[Region segmentation data]
** BEGIN **

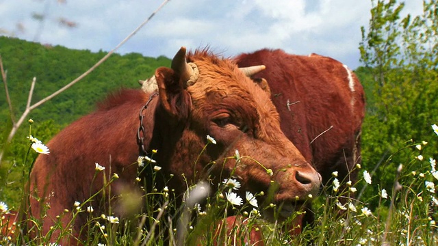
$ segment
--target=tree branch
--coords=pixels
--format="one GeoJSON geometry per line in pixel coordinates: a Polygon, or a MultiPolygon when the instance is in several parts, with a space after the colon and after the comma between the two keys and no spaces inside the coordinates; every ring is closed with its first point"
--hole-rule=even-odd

** END **

**Exercise directions**
Repeat every entry above word for word, leaving the pictures out of your answer.

**Solution for this task**
$ segment
--target=tree branch
--coords=pixels
--format="one GeoJSON geometry per line in pixel coordinates: a Polygon, or a MultiPolygon when the instance is in several parts, with a space after the colon and after the comma between the two keys and no spaces inside the coordinates; every ring is closed with its first point"
--hole-rule=even-odd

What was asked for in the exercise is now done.